• [TASK STATEMENT]: Reproduce the part of the pandemic politics piece that begins at the words "Pandemic Politics" and ends after "misrepresenting the facts.", copying it word for word.

• [EXTRACT]:
Friday, March 19, 2021

Pandemic Politics

 
Photo credit The Climate Reality Project

Tell Them Anything


Just make sure it's what they want to hear.


The pandemic doesn't care about our politics, but our political leanings are leading to misconceptions about how we perceive the deadly virus. David Leonhardt of the New York times reports that people on the right and the left are misrepresenting the facts.

The mistakes people make

More than one-third of Republican voters, for example, said that people without Covid symptoms could not spread the virus. Similar shares said that Covid was killing fewer people than either the seasonal flu or vehicle crashes. All of those beliefs are wrong, and badly so. Asymptomatic spread is a major source of transmission, and Covid has killed about 15 times more Americans than either the flu or vehicle crashes do in a typical year.

Democrats, on the other hand, are more likely to exaggerate the severity of Covid. When asked how often Covid patients had to be hospitalized, a very large share of Democratic voters said that at least 20 percent did. The actual hospitalization rate is about 1 percent.

• [STUDY MATERIAL]:
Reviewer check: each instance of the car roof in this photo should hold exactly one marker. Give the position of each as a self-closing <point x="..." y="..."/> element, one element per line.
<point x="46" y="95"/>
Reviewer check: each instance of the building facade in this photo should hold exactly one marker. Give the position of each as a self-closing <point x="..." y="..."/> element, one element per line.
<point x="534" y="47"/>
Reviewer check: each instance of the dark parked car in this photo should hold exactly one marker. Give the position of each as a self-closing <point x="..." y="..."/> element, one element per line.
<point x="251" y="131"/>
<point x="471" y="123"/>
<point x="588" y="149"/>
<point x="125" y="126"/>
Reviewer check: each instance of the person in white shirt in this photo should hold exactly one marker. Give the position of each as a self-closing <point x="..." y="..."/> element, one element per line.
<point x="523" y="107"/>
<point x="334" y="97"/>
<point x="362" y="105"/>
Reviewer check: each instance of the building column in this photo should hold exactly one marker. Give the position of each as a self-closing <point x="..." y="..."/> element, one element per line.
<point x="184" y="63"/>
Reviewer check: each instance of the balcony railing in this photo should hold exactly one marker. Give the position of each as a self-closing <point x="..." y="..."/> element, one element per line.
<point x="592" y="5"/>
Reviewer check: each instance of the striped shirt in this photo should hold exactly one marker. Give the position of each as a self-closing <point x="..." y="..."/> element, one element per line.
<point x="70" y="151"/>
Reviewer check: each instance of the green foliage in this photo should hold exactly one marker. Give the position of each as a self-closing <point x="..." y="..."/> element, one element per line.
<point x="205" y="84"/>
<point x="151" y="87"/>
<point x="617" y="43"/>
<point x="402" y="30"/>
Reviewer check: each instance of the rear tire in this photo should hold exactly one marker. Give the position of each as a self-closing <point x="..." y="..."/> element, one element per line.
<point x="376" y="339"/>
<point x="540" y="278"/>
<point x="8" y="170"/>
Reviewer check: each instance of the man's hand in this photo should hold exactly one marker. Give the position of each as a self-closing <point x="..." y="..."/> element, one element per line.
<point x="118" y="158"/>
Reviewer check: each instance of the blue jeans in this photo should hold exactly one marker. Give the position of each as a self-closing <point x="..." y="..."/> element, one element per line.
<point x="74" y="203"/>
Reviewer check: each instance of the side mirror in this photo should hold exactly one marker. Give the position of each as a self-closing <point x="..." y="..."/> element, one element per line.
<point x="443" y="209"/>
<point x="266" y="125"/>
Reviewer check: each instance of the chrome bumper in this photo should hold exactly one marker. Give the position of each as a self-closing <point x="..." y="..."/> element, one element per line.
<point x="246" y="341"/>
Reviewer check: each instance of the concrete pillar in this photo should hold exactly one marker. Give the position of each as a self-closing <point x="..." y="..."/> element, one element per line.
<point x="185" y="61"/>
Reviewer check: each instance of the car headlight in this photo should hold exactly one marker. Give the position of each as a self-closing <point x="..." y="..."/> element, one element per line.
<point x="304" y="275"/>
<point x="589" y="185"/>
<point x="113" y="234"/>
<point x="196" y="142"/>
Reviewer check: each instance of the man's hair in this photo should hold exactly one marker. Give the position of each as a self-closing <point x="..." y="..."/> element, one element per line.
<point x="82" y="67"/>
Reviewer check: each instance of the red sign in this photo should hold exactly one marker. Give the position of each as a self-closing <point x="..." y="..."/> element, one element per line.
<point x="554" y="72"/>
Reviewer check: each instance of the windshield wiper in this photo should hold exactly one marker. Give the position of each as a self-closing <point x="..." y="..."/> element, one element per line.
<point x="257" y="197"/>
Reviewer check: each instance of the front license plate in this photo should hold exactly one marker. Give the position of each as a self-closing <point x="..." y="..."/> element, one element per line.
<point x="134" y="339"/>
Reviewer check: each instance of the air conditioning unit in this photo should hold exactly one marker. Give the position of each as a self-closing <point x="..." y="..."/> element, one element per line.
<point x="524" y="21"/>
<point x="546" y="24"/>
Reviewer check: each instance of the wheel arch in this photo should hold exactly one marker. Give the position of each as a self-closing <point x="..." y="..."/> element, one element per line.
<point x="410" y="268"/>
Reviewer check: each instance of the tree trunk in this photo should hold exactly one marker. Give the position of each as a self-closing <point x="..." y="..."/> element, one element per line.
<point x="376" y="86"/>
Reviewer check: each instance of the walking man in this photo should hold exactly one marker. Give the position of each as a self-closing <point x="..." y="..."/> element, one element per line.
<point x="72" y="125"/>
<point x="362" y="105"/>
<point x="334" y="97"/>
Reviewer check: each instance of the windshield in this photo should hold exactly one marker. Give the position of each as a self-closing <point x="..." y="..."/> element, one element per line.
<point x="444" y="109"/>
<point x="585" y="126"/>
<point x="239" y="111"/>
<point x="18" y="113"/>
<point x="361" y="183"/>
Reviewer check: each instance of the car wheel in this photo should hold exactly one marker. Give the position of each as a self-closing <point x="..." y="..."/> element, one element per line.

• [OUTPUT]:
Pandemic Politics

 
Photo credit The Climate Reality Project

Tell Them Anything


Just make sure it's what they want to hear.


The pandemic doesn't care about our politics, but our political leanings are leading to misconceptions about how we perceive the deadly virus. David Leonhardt of the New York times reports that people on the right and the left are misrepresenting the facts.